== What the task requires ==
Give back every entry, copied exactly.
(Record extracts)
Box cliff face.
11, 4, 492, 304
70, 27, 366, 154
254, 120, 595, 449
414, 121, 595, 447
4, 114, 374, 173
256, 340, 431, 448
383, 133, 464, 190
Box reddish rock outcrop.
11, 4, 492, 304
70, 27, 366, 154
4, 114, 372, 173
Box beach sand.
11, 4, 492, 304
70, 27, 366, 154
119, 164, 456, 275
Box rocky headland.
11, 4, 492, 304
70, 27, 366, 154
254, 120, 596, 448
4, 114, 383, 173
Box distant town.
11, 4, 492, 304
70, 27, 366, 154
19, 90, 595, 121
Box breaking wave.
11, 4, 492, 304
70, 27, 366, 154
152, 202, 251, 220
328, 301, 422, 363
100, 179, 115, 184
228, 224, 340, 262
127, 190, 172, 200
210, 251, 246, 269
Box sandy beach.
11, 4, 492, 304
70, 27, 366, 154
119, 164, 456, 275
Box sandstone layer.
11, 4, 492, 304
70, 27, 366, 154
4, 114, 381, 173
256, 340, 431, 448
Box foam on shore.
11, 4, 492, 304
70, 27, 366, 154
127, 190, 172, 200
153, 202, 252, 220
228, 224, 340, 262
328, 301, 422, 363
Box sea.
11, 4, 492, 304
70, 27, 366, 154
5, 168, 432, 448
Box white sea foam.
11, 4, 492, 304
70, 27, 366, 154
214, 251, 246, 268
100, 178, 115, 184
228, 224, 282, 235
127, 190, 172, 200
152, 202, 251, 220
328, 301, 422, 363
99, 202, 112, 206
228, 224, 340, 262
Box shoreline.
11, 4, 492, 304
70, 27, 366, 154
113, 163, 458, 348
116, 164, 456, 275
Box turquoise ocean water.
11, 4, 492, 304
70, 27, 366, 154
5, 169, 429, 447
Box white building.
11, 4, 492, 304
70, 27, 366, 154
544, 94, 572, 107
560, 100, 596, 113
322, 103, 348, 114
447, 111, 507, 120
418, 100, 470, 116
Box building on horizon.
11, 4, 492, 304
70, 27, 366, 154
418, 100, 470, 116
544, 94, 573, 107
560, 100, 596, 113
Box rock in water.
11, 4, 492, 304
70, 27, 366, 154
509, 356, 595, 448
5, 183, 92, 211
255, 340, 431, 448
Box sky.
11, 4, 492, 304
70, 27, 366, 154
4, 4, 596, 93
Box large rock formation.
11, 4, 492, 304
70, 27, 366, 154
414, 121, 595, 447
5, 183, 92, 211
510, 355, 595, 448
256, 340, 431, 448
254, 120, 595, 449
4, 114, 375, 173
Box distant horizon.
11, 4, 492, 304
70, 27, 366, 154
(End Record extracts)
== Result of this exercise ==
Box cliff face.
11, 4, 492, 304
70, 27, 366, 154
254, 120, 595, 449
414, 121, 595, 447
4, 114, 374, 173
256, 340, 431, 448
383, 133, 464, 190
Box reddish rock outcrop.
11, 4, 492, 304
70, 27, 366, 154
4, 114, 372, 173
Box beach sand.
11, 4, 492, 304
70, 27, 366, 154
119, 164, 456, 275
Box rocky headland.
11, 4, 492, 304
70, 27, 366, 154
254, 120, 596, 448
4, 114, 383, 173
Box distant town.
11, 4, 492, 304
70, 27, 366, 154
19, 90, 595, 121
Box breaking wave.
11, 4, 492, 304
70, 27, 366, 154
152, 202, 251, 220
328, 301, 422, 363
100, 179, 115, 184
228, 224, 340, 262
127, 190, 172, 200
210, 251, 246, 269
Box sandy beach.
11, 4, 492, 304
70, 27, 366, 154
119, 164, 456, 275
Box sandstone layer.
11, 4, 492, 304
70, 27, 366, 154
4, 114, 381, 173
256, 340, 431, 448
Box foam on shore.
11, 4, 492, 304
70, 27, 366, 154
127, 190, 172, 200
153, 202, 252, 220
228, 224, 340, 262
328, 301, 422, 363
Box sea.
11, 4, 492, 304
70, 27, 366, 154
5, 168, 432, 448
Box white sea foam.
11, 4, 492, 304
70, 27, 366, 154
214, 251, 246, 268
100, 178, 115, 184
228, 224, 282, 235
127, 190, 172, 200
152, 202, 251, 220
328, 301, 422, 363
99, 202, 112, 206
228, 224, 340, 262
Box shoreline.
11, 4, 492, 304
70, 27, 366, 154
113, 163, 458, 348
116, 164, 456, 275
Box turquoise ocean water.
11, 4, 492, 304
70, 27, 366, 154
5, 169, 429, 447
Box white building.
11, 4, 492, 304
70, 27, 366, 154
544, 94, 572, 107
560, 100, 596, 113
322, 103, 348, 114
447, 111, 507, 120
418, 100, 470, 116
Box building on horizon.
11, 4, 492, 304
70, 27, 366, 154
418, 100, 470, 116
544, 94, 573, 107
560, 100, 596, 113
Box rock in water.
11, 4, 492, 304
70, 27, 366, 154
509, 356, 595, 448
5, 183, 92, 211
255, 340, 431, 448
Box sky.
11, 4, 492, 304
70, 27, 366, 154
4, 4, 596, 93
Box large rock formation.
11, 4, 492, 304
70, 27, 366, 154
414, 121, 595, 447
5, 183, 92, 211
510, 355, 595, 448
256, 340, 431, 448
254, 120, 595, 449
4, 114, 375, 173
Box distant horizon.
11, 4, 492, 304
70, 27, 366, 154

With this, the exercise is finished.